* [Entries for pointing at named objects]
** Start **

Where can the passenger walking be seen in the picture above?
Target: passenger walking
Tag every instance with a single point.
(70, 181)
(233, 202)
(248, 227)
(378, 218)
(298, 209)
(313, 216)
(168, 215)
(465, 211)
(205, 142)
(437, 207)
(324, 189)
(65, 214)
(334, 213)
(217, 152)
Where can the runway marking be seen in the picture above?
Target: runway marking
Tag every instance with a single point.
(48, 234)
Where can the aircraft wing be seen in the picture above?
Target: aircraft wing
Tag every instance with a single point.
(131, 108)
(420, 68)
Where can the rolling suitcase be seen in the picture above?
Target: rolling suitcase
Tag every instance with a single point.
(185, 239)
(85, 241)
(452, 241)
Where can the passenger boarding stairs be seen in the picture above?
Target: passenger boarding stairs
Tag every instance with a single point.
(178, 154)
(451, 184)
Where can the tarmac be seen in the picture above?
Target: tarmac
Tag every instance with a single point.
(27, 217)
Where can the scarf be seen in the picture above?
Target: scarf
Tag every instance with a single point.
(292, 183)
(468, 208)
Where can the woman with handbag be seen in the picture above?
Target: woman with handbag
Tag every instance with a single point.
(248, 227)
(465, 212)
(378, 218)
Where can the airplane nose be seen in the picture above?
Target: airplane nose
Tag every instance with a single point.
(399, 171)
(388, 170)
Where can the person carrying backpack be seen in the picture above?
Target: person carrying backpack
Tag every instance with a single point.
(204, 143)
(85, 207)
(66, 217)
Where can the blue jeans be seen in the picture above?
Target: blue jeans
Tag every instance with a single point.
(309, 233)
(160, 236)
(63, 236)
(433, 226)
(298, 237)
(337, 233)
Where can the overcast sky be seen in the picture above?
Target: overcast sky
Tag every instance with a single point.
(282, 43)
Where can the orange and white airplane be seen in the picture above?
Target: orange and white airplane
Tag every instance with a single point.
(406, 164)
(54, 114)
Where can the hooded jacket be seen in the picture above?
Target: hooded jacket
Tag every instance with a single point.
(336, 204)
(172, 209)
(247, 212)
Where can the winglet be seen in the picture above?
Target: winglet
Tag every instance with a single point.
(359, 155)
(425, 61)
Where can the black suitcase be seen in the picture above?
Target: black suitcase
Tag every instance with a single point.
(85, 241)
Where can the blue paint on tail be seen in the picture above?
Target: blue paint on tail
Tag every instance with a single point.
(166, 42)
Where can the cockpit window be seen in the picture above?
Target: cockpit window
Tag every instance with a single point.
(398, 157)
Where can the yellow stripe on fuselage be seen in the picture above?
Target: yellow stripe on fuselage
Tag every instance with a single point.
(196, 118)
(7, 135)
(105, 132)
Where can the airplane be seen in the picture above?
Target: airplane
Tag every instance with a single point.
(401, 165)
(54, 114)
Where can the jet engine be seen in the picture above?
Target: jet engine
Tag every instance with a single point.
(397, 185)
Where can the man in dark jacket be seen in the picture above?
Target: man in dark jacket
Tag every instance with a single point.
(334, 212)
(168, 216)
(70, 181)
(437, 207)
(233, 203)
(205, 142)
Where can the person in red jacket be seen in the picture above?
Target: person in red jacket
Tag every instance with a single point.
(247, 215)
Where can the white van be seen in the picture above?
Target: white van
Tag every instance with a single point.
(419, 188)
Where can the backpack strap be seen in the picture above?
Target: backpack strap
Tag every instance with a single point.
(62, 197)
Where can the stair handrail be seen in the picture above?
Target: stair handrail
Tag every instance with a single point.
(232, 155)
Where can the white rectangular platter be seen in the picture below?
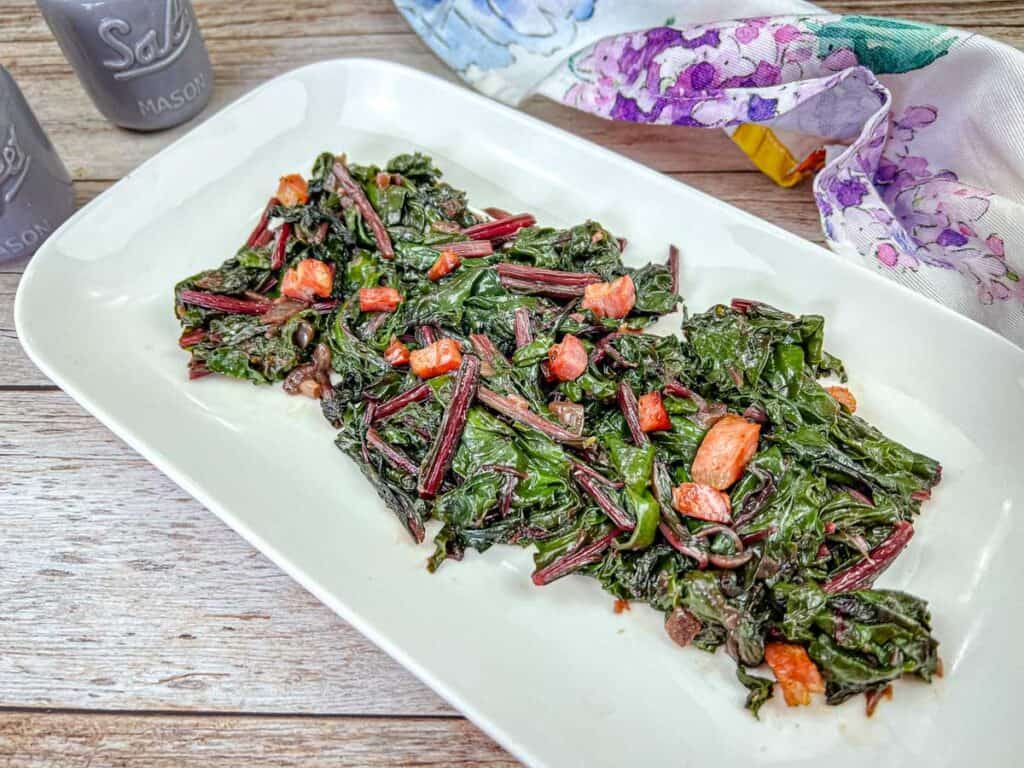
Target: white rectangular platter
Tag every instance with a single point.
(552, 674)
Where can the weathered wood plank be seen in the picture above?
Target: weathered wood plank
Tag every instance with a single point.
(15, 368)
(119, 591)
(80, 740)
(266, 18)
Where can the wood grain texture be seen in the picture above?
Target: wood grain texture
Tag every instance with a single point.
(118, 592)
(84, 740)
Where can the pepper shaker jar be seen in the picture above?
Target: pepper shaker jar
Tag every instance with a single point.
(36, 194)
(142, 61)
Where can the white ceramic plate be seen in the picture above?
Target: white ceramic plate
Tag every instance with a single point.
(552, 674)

** End **

* [TO BE DONE] Please present all of the data above as a Markdown table with the columns Row and Line, numbering each line and skipping any blank lines. Leave the pictures out of the table.

* [ANSWER]
| Row | Line |
|---|---|
| 1 | Where can the passenger walking be seen in the picture above? |
| 2 | Target: passenger walking |
| 3 | Tag every instance with a single point. |
| 4 | (70, 181) |
| 5 | (233, 202) |
| 6 | (248, 227) |
| 7 | (378, 218) |
| 8 | (298, 209) |
| 9 | (313, 216) |
| 10 | (168, 215) |
| 11 | (465, 211) |
| 12 | (205, 142) |
| 13 | (437, 207) |
| 14 | (324, 189) |
| 15 | (65, 214) |
| 16 | (334, 213) |
| 17 | (217, 152) |
| 18 | Where can the runway marking be seen in the picture above? |
| 19 | Target: runway marking |
| 20 | Tag every instance with a single point. |
| 21 | (48, 234) |
| 22 | Where can the aircraft wing be seen in the picture above? |
| 23 | Target: aircraft wing |
| 24 | Tag every instance with a single point. |
| 25 | (131, 108) |
| 26 | (420, 68) |
| 27 | Where can the rolling suitcase be seen in the picture above? |
| 28 | Target: rolling suitcase |
| 29 | Tag every instance with a single point. |
| 30 | (185, 239) |
| 31 | (85, 241) |
| 32 | (452, 241) |
| 33 | Where can the passenger boarding stairs be seen in the picture above? |
| 34 | Target: passenger boarding stairs |
| 35 | Tag every instance with a single point. |
| 36 | (178, 154) |
| 37 | (451, 184) |
| 38 | Where can the tarmac be seen in the picture above? |
| 39 | Target: tarmac |
| 40 | Tag every instance with a single point. |
| 41 | (27, 217) |
| 42 | Where can the scarf be seen in the picture above? |
| 43 | Target: scarf |
| 44 | Tag every instance with a single point. |
| 45 | (292, 183) |
| 46 | (468, 208) |
| 47 | Where can the woman with handbag be seen in the picture above? |
| 48 | Target: woman with handbag |
| 49 | Tag every instance with a single point. |
| 50 | (248, 227) |
| 51 | (465, 212) |
| 52 | (378, 218) |
| 53 | Where can the airplane nose be seen in the picture above? |
| 54 | Target: airplane nose |
| 55 | Tag every instance with a single point. |
| 56 | (399, 171) |
| 57 | (388, 170) |
| 58 | Where can the person carrying backpack be seen in the picture above? |
| 59 | Target: person carrying backpack |
| 60 | Tag every instance with a single point. |
| 61 | (204, 143) |
| 62 | (85, 207) |
| 63 | (66, 217) |
| 64 | Where can the blue jeans be seen in the picture above? |
| 65 | Target: blue jeans |
| 66 | Tag every instance with a single point. |
| 67 | (309, 233) |
| 68 | (160, 236) |
| 69 | (63, 236) |
| 70 | (433, 226) |
| 71 | (298, 237) |
| 72 | (337, 233) |
| 73 | Where can the overcast sky be seen in the picture above? |
| 74 | Target: overcast sky |
| 75 | Tag every instance with a single point. |
| 76 | (282, 43) |
| 77 | Where can the orange and white airplane be seen in the picture above? |
| 78 | Target: orange and white airplane |
| 79 | Tag every instance with a single point. |
| 80 | (406, 164) |
| 81 | (54, 114) |
| 82 | Where can the hooded jacket be seen in the picture above? |
| 83 | Target: hooded jacket |
| 84 | Tag every instance with a single point. |
| 85 | (336, 204) |
| 86 | (172, 209) |
| 87 | (247, 212) |
| 88 | Where can the winglet be seen in the picture above? |
| 89 | Target: winglet |
| 90 | Tag every instance with a single point. |
| 91 | (359, 155) |
| 92 | (425, 61) |
| 93 | Where can the black suitcase be seen in the picture above? |
| 94 | Target: black suitcase |
| 95 | Tag every instance with a single point. |
| 96 | (85, 241) |
| 97 | Where can the blue paint on tail be seen in the picture above? |
| 98 | Target: blue paint on tail |
| 99 | Tag every instance with a single point. |
| 100 | (166, 42) |
| 101 | Where can the cockpit window be seen in the picture above? |
| 102 | Target: cockpit window |
| 103 | Tag every instance with a single point. |
| 104 | (398, 157) |
| 105 | Where can the yellow stripe on fuselage be seen in the picture above? |
| 106 | Target: yellow stripe on fuselage |
| 107 | Tag every instance with a single point. |
| 108 | (196, 118) |
| 109 | (7, 135) |
| 110 | (105, 132) |
| 111 | Where can the airplane be seen in the picture above? |
| 112 | Target: airplane |
| 113 | Tag every instance with a single point. |
| 114 | (401, 165) |
| 115 | (54, 114) |
| 116 | Where can the jet engine be seen in the picture above? |
| 117 | Target: jet engine |
| 118 | Tag every instance with a single point. |
| 119 | (397, 185) |
| 120 | Where can the man in dark jacket be seen in the picture above? |
| 121 | Target: man in dark jacket |
| 122 | Tag every instance with a single point. |
| 123 | (334, 212) |
| 124 | (168, 216) |
| 125 | (70, 181) |
| 126 | (437, 207) |
| 127 | (233, 203) |
| 128 | (205, 142) |
| 129 | Where can the person in red jacket be seen in the picture above? |
| 130 | Target: person in red jacket |
| 131 | Tag every instance with a single point. |
| 132 | (247, 215) |
| 133 | Where can the white van be seen in the picture above? |
| 134 | Target: white van |
| 135 | Tag every instance with a single point. |
| 136 | (419, 188) |
| 137 | Where can the backpack strap be seen in the picture above? |
| 138 | Target: backpack strap |
| 139 | Tag every instance with a single point. |
| 140 | (62, 197) |
| 141 | Where can the stair handrail be seen in the picture above? |
| 142 | Target: stair handrail |
| 143 | Tag every instance with a single point. |
| 144 | (232, 155) |
| 145 | Where can the white rectangular platter be seen in the picture below? |
| 146 | Target: white rectangular platter |
| 147 | Tag every instance with a single point. |
| 148 | (552, 674) |
| 149 | Where can the weathered wood plank be seen in the picture above? |
| 150 | Target: weathered wood plank |
| 151 | Tag every instance with a single point. |
| 152 | (15, 368) |
| 153 | (119, 591) |
| 154 | (80, 740) |
| 155 | (266, 18) |
| 156 | Where can the wood grain texture be seen in the picture above? |
| 157 | Target: wood grain texture |
| 158 | Tag every instance with a single point. |
| 159 | (118, 592) |
| 160 | (84, 740) |
| 161 | Where can the pepper shaker jar be seen in the picture above? |
| 162 | Target: pepper shaker jar |
| 163 | Tag every instance with a single point. |
| 164 | (36, 194) |
| 165 | (142, 61) |
| 166 | Where can the white ceramic plate be seen in the picture above? |
| 167 | Target: white ceramic plate |
| 168 | Tag every instance with a single point. |
| 169 | (552, 674) |